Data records
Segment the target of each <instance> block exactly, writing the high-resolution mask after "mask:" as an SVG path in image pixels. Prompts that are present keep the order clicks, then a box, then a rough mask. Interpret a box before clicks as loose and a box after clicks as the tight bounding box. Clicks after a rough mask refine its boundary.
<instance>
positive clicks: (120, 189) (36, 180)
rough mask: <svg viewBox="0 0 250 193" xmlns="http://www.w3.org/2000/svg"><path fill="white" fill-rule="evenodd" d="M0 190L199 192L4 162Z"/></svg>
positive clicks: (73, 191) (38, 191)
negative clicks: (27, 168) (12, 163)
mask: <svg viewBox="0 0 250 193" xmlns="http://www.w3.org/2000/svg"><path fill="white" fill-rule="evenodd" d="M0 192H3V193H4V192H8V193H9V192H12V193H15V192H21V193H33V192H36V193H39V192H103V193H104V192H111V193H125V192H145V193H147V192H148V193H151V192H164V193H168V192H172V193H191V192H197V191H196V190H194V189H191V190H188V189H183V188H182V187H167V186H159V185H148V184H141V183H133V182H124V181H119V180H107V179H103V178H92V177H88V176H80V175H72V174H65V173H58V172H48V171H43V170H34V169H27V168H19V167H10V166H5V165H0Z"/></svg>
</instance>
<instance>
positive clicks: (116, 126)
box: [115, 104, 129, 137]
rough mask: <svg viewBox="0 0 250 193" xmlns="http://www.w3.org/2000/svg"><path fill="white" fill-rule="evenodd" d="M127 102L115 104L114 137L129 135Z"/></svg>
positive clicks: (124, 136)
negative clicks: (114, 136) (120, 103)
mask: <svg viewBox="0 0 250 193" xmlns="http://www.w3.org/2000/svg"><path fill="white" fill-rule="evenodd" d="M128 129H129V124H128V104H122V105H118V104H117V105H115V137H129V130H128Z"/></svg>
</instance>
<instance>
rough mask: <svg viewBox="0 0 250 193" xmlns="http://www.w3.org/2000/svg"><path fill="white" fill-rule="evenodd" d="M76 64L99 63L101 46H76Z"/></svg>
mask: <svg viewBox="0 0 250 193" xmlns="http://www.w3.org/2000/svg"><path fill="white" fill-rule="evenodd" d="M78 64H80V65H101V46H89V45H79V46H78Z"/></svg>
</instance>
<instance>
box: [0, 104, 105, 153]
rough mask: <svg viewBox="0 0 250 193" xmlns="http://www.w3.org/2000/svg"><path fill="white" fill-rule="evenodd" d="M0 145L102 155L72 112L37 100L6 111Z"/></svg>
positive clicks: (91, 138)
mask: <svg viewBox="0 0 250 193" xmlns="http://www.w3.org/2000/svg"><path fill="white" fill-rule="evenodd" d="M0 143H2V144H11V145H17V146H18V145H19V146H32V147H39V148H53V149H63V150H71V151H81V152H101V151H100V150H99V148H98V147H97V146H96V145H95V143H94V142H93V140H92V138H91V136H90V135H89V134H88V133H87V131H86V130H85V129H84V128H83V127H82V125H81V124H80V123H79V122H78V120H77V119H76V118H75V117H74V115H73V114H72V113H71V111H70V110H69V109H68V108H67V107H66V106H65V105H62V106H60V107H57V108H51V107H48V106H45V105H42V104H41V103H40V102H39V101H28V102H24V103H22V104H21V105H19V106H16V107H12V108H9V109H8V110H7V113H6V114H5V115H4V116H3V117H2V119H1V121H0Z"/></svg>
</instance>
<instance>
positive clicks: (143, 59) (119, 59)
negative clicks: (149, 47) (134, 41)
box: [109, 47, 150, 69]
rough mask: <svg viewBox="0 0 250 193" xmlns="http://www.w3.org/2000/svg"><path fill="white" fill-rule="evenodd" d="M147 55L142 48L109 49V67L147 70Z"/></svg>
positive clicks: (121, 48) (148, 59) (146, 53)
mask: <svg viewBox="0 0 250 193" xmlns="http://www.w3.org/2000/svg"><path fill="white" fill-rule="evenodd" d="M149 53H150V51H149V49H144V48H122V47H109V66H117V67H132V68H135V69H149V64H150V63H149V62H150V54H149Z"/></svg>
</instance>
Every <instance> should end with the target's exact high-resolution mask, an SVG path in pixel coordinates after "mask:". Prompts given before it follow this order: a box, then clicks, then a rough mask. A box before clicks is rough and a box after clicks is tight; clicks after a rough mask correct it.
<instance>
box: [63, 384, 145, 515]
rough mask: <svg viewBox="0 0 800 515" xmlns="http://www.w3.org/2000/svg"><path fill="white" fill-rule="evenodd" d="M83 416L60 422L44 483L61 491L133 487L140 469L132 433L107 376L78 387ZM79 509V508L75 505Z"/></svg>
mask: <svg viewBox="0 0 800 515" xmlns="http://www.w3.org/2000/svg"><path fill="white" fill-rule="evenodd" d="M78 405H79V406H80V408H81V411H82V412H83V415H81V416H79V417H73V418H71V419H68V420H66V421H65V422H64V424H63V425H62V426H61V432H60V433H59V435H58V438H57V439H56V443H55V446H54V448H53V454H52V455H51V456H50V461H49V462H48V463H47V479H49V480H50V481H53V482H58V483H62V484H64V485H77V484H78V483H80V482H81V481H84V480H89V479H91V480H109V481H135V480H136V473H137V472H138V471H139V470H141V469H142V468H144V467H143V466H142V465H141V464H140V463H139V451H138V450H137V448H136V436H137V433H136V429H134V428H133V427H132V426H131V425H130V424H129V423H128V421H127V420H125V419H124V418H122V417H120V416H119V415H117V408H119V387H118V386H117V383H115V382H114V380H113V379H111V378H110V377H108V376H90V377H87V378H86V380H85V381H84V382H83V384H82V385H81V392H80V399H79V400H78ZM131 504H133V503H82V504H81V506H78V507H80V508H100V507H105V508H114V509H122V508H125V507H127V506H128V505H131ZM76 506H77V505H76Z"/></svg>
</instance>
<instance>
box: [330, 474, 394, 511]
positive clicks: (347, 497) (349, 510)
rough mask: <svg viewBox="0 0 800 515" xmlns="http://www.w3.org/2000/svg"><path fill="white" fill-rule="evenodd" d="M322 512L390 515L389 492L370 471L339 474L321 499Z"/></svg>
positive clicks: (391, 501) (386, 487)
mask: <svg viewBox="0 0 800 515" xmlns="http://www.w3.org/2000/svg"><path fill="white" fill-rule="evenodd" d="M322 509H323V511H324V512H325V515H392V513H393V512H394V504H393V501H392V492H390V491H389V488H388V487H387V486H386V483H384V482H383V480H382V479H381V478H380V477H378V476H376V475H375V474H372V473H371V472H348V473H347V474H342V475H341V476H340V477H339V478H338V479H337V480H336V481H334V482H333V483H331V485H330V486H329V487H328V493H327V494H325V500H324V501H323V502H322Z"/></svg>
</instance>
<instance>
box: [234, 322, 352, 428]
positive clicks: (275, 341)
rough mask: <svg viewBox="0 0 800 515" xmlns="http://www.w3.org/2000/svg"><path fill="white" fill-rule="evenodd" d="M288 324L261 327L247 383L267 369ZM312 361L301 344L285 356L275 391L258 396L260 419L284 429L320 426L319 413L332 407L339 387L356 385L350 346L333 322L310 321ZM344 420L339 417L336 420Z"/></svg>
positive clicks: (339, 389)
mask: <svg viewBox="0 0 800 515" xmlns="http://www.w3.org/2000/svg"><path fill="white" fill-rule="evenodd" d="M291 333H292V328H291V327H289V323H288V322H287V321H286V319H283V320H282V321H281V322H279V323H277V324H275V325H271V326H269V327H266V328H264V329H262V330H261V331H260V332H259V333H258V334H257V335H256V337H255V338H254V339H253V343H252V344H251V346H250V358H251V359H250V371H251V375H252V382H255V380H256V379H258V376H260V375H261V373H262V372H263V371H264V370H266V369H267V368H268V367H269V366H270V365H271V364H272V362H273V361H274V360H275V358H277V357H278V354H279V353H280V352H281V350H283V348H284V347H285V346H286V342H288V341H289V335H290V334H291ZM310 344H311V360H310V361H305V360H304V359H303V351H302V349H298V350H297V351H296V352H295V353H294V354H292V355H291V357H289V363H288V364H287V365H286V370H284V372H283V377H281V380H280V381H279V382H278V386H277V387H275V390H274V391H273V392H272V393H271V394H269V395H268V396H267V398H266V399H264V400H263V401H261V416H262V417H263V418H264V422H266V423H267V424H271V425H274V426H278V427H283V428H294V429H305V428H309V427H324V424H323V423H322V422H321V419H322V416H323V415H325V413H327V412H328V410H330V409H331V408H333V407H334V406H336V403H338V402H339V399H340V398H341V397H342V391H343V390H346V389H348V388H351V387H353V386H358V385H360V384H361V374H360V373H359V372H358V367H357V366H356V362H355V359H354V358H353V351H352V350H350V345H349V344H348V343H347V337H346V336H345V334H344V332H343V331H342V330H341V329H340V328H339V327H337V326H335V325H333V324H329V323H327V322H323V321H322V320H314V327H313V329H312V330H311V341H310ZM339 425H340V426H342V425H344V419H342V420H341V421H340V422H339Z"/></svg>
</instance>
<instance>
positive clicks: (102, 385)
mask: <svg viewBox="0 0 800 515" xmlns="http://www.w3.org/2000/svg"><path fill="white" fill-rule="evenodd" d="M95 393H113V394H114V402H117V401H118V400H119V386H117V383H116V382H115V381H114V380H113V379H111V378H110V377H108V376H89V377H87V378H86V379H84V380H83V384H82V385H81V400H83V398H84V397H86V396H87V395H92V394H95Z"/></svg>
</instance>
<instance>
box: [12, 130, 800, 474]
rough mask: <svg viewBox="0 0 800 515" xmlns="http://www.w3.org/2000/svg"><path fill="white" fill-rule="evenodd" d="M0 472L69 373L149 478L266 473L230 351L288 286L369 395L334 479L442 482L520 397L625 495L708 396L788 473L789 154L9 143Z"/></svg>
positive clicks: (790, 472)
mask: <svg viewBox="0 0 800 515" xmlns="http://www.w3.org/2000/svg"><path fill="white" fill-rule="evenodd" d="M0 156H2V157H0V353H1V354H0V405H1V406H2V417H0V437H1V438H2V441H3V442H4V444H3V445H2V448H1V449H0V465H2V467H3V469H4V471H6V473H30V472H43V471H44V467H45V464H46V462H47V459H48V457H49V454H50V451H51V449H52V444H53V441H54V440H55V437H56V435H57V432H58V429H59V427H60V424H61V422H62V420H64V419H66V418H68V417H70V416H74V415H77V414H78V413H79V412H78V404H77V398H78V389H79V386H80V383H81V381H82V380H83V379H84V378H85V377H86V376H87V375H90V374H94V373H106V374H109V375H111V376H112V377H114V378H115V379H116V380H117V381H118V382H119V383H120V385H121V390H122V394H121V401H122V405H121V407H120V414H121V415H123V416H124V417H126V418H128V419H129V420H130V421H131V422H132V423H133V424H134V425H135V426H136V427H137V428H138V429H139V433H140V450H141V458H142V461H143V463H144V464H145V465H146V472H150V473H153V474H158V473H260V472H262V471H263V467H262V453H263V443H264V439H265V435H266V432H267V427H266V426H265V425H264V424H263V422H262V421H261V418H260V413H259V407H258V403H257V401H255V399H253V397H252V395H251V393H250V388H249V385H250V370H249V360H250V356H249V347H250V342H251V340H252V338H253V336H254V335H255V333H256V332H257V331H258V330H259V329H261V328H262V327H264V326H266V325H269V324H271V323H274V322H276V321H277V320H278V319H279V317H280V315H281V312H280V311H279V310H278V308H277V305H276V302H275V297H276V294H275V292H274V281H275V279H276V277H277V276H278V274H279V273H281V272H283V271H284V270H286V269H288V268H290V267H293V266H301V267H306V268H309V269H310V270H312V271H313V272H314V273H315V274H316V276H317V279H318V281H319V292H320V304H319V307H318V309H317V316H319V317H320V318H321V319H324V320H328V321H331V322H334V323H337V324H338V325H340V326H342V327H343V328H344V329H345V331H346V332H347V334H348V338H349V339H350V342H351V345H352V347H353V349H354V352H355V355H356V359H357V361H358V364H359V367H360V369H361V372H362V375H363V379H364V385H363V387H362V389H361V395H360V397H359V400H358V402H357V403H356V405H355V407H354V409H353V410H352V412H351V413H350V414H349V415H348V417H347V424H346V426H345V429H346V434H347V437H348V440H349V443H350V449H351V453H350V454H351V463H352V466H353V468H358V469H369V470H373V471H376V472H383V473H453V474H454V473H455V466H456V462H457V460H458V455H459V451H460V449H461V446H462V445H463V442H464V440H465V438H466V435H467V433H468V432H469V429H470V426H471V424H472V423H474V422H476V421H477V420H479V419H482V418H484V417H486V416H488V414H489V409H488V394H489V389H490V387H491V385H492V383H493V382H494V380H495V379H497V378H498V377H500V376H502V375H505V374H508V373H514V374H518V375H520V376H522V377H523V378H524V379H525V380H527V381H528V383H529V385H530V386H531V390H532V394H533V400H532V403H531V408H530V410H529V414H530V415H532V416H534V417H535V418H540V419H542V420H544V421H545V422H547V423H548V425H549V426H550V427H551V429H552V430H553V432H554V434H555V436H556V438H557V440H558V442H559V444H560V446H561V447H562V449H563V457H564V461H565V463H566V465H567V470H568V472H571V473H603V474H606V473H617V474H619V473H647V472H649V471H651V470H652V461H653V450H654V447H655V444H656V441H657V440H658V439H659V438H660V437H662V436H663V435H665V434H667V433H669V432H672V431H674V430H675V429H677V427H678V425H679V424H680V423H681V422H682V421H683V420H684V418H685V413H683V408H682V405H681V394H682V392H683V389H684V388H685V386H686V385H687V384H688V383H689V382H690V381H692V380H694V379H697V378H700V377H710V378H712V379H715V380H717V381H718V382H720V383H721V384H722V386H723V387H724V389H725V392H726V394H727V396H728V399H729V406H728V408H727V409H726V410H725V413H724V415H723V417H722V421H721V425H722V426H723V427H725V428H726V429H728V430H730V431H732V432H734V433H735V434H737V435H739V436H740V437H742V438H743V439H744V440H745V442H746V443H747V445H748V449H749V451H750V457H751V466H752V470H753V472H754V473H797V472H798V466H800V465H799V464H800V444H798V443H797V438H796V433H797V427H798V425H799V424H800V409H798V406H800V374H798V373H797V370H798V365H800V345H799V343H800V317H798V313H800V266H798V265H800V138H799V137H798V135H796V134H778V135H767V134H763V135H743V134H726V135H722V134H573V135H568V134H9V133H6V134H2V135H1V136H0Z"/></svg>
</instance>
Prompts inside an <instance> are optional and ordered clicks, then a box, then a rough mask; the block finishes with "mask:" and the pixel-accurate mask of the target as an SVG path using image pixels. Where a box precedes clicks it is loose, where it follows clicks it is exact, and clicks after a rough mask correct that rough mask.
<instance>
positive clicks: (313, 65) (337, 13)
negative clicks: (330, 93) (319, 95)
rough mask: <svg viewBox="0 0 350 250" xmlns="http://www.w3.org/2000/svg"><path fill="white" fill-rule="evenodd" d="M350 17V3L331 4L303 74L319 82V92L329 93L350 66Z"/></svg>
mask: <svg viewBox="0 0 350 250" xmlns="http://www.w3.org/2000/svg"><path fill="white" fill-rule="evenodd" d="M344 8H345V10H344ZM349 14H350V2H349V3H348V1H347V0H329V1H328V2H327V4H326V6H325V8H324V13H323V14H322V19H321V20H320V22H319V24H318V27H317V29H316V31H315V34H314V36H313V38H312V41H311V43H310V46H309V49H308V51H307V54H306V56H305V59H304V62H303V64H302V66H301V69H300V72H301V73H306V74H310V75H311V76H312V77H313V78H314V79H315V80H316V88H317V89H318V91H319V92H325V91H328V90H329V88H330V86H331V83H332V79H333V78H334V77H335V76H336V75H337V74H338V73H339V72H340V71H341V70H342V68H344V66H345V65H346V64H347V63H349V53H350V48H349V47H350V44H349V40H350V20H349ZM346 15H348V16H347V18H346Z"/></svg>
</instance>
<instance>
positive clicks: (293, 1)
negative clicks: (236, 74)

◆ WHAT YOU SHOULD DO
From the data above, work out how many lines hold "before". Answer with the number alone.

◆ ANSWER SPACE
2